Reproduce each of the following items word for word, in the order given.

## Start Extracted data

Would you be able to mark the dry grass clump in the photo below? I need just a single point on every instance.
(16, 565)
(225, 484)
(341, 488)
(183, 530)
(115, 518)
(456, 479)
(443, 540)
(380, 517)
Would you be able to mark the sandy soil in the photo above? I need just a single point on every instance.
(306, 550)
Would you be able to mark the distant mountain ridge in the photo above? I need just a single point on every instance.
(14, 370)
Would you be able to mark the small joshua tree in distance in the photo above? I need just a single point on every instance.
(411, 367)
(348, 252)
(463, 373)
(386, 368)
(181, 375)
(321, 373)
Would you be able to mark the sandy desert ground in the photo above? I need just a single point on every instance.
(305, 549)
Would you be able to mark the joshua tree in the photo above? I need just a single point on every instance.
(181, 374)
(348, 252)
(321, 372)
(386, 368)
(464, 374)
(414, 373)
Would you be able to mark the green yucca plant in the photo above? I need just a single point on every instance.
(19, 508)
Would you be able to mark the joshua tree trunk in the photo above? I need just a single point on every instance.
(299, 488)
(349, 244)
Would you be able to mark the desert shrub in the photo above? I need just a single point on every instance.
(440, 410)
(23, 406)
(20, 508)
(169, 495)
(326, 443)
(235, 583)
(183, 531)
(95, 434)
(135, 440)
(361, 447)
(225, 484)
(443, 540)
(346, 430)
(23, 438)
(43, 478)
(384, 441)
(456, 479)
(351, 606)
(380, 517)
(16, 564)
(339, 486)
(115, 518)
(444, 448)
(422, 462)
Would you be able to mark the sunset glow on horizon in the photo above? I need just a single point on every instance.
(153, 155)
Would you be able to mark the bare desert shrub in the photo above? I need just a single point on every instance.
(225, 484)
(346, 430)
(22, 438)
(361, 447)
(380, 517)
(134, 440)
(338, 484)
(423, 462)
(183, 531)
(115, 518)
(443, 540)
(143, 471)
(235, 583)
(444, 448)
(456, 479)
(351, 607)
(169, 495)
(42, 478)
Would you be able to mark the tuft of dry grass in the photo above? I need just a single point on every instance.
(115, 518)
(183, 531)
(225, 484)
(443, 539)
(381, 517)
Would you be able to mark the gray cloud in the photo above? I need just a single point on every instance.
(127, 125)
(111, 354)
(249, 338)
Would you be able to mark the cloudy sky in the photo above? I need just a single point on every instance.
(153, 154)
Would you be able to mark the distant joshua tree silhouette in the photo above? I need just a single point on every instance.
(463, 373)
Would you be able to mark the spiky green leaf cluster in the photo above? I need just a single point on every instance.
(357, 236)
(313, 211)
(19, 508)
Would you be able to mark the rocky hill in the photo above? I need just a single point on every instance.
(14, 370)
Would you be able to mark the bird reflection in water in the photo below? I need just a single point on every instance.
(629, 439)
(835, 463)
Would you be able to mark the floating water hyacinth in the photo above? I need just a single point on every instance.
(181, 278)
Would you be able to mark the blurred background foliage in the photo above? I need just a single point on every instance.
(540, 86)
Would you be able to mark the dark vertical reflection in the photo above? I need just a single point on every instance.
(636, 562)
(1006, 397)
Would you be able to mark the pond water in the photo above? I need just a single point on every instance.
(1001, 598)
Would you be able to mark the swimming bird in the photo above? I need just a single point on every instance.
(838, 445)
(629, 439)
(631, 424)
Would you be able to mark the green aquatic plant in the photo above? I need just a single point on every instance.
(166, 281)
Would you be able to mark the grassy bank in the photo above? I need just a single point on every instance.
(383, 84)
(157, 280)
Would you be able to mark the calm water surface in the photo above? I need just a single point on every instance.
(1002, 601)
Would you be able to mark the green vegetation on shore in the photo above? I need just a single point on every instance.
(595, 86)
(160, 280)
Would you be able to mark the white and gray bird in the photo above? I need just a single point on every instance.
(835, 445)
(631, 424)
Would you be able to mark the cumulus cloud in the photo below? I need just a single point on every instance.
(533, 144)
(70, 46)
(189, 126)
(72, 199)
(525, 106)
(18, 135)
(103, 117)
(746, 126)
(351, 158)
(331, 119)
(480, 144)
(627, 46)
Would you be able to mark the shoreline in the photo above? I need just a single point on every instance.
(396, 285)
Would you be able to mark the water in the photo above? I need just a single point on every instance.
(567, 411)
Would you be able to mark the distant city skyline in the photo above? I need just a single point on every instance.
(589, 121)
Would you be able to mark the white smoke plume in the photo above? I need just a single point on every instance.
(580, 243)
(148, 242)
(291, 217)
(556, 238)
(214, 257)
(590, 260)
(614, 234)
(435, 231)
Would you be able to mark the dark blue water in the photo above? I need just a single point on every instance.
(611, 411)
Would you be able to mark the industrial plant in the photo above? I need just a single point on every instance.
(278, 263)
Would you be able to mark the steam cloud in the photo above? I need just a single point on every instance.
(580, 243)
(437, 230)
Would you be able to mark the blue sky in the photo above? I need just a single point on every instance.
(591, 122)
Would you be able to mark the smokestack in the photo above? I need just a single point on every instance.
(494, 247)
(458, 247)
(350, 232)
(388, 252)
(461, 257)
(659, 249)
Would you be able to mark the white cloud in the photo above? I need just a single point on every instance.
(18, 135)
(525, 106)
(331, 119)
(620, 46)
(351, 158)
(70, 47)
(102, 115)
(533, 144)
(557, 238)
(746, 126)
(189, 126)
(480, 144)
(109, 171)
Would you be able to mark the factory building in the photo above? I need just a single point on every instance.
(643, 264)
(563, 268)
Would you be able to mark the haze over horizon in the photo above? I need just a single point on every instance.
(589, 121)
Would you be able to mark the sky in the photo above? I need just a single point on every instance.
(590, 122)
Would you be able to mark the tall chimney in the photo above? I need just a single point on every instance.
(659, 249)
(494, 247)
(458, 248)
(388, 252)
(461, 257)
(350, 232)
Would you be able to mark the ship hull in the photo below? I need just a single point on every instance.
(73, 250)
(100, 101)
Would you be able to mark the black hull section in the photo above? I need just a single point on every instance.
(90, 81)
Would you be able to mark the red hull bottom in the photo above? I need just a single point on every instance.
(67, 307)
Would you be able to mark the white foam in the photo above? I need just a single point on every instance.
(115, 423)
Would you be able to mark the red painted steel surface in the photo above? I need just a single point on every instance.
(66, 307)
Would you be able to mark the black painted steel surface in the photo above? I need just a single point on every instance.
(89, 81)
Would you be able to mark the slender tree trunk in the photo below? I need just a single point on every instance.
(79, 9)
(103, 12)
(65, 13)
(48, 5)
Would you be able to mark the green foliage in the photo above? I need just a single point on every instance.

## End Extracted data

▸ Answer below:
Would you be able to mark the dry grass clump in the photo below? I need just a single point on every instance.
(16, 565)
(225, 484)
(341, 488)
(183, 530)
(115, 518)
(456, 479)
(443, 540)
(380, 517)
Would you be able to mark the sandy soil in the photo above? I need just a single point on every instance.
(306, 550)
Would you be able to mark the distant mountain ridge in the photo above? I need just a single point on every instance.
(14, 370)
Would you be able to mark the small joshua tree in distance in the photo above? I need just a single point on every instance.
(411, 367)
(348, 252)
(463, 373)
(386, 368)
(181, 375)
(321, 373)
Would you be able to mark the sandy desert ground in the photo above? I need just a single point on every instance.
(305, 549)
Would you be able to mark the joshua tree in the photo above? I need just a single point on every instance.
(181, 374)
(348, 252)
(321, 372)
(386, 368)
(464, 374)
(414, 373)
Would you be able to mark the green yucca plant in the photo above? I need just a single point on every instance.
(19, 508)
Would you be able to mark the joshua tree trunk in the photo above? I need just a single point on every instance.
(299, 488)
(349, 244)
Would you be able to mark the desert shrub in the photo above? I need just a single point on every instance.
(440, 410)
(23, 406)
(20, 508)
(169, 495)
(326, 443)
(235, 583)
(183, 531)
(95, 434)
(135, 440)
(361, 447)
(225, 484)
(443, 540)
(346, 430)
(23, 438)
(43, 478)
(384, 441)
(456, 479)
(351, 606)
(380, 517)
(16, 564)
(339, 486)
(115, 518)
(444, 448)
(422, 462)
Would you be able to mark the sunset glow on horizon in the photo above? I need just a single point on every instance.
(153, 155)
Would you be able to mark the bare desert shrub in the photo above? I need just a single point on every instance.
(225, 484)
(346, 430)
(22, 438)
(361, 447)
(380, 517)
(134, 440)
(338, 484)
(423, 462)
(183, 531)
(115, 518)
(443, 540)
(143, 471)
(235, 583)
(444, 448)
(456, 479)
(351, 607)
(169, 495)
(42, 478)
Would you be able to mark the tuft of dry grass in the photo above? I need just a single point on every instance.
(115, 518)
(183, 531)
(225, 484)
(443, 539)
(381, 517)
Would you be able to mark the gray cloud in the photo above? I need just a single point on every instance.
(127, 125)
(111, 354)
(249, 338)
Would you be able to mark the cloudy sky in the photo above? I need just a single point on every instance.
(153, 154)
Would you be able to mark the distant joshua tree silhouette in the photo above? I need just a single point on every instance.
(463, 373)
Would you be able to mark the spiky green leaf cluster in the photo above? I need just a single point on every instance.
(357, 236)
(313, 211)
(19, 508)
Would you be able to mark the rocky hill in the photo above? I need just a single point on every instance.
(14, 370)
Would you be able to mark the bird reflection in water in the photo below? I need just a single point on every instance.
(629, 439)
(835, 463)
Would you be able to mark the floating water hyacinth in the photo above? I need just a single point on every instance.
(181, 278)
Would you be able to mark the blurred background foliage in the photo above? I need just a single point on every instance.
(540, 86)
Would you be able to mark the dark vertical reflection in the photo above? I need just a single point on every instance.
(636, 562)
(1006, 397)
Would you be able to mark the pond water in the photo above? I need just a single point on every instance.
(1001, 598)
Would you be able to mark the swimming bird in the photo above? I need just a single point on every instance.
(838, 445)
(629, 439)
(631, 424)
Would you be able to mark the green aquatic plant in the photo above? I need just a single point on every instance.
(166, 281)
Would you be able to mark the grassy bank in the photo above? I need just a single point on every instance.
(383, 84)
(157, 280)
Would you be able to mark the calm water surface in the photo above? I need just a single point on every instance.
(1002, 601)
Would you be able to mark the green vegetation on shore in the photo above? I need just a single point on every instance.
(595, 86)
(160, 280)
Would you be able to mark the white and gray bird in the photo above? I need just a single point on every instance.
(835, 445)
(631, 424)
Would you be able to mark the cumulus cloud in the photo below? I need just a single point on every instance.
(533, 144)
(70, 46)
(189, 126)
(72, 199)
(525, 106)
(18, 135)
(103, 117)
(746, 126)
(351, 158)
(331, 119)
(480, 144)
(627, 46)
Would you be able to mark the shoreline in the photo above? I need just a single point on every instance.
(396, 285)
Would you be able to mark the water in the photo above? I need just a single point on every instance.
(567, 411)
Would you be able to mark the distant city skyline in the photo above? I need just a single point on every instance.
(589, 121)
Would you be able to mark the white smoke plume in the photo above? I need just a single point on every instance.
(580, 243)
(148, 242)
(291, 217)
(556, 238)
(214, 257)
(590, 260)
(614, 234)
(435, 231)
Would you be able to mark the dark blue water in the photo above? I need just a single point on every instance.
(611, 411)
Would you be able to mark the industrial plant in the photo above? I need just a single point on every instance.
(278, 263)
Would you be able to mark the steam cloud in the photo above? I need just a single point on every instance.
(580, 243)
(437, 230)
Would you be able to mark the blue sky in the photo above? I need just a single point on every instance.
(591, 122)
Would you be able to mark the smokestack in the photo above? I need just a single point on every instance.
(494, 247)
(458, 247)
(350, 232)
(388, 252)
(461, 257)
(659, 249)
Would you be able to mark the white cloud in the photo above? I need just a single point on every instance.
(18, 135)
(525, 106)
(331, 119)
(620, 46)
(351, 158)
(70, 47)
(102, 115)
(533, 144)
(557, 238)
(746, 126)
(189, 126)
(480, 144)
(109, 171)
Would you be able to mark the factory building in the photo above? I need just a single point on every instance.
(643, 264)
(563, 268)
Would you be able to mark the haze over horizon in the photo above? I need just a single point on every instance.
(589, 121)
Would you be able to mark the sky in the photo above? I need just a single point on every instance.
(590, 122)
Would you be able to mark the tall chimney in the photo above? I need just a single point on every instance.
(659, 249)
(494, 247)
(458, 248)
(388, 252)
(461, 257)
(350, 232)
Would you be able to mark the ship hull in the photo below? I need just a single point on every instance.
(73, 250)
(100, 101)
Would you be able to mark the black hull section in the photo above? I need just a single point on every instance.
(90, 81)
Would you be able to mark the red hull bottom in the photo above? I need just a single point on every instance.
(67, 307)
Would you be able to mark the white foam in the photo above? I need just a single point on every instance.
(115, 423)
Would you be able to mark the red painted steel surface in the photo above? I need just a single point on every instance.
(66, 307)
Would you be able to mark the black painted steel surface in the photo above? I need just a single point on every instance.
(89, 81)
Would you be able to mark the slender tree trunk in the photo below? I need just a single point on every instance.
(79, 9)
(103, 12)
(65, 13)
(48, 5)
Would you be able to mark the green foliage in the photo above? I need just a single point on every instance.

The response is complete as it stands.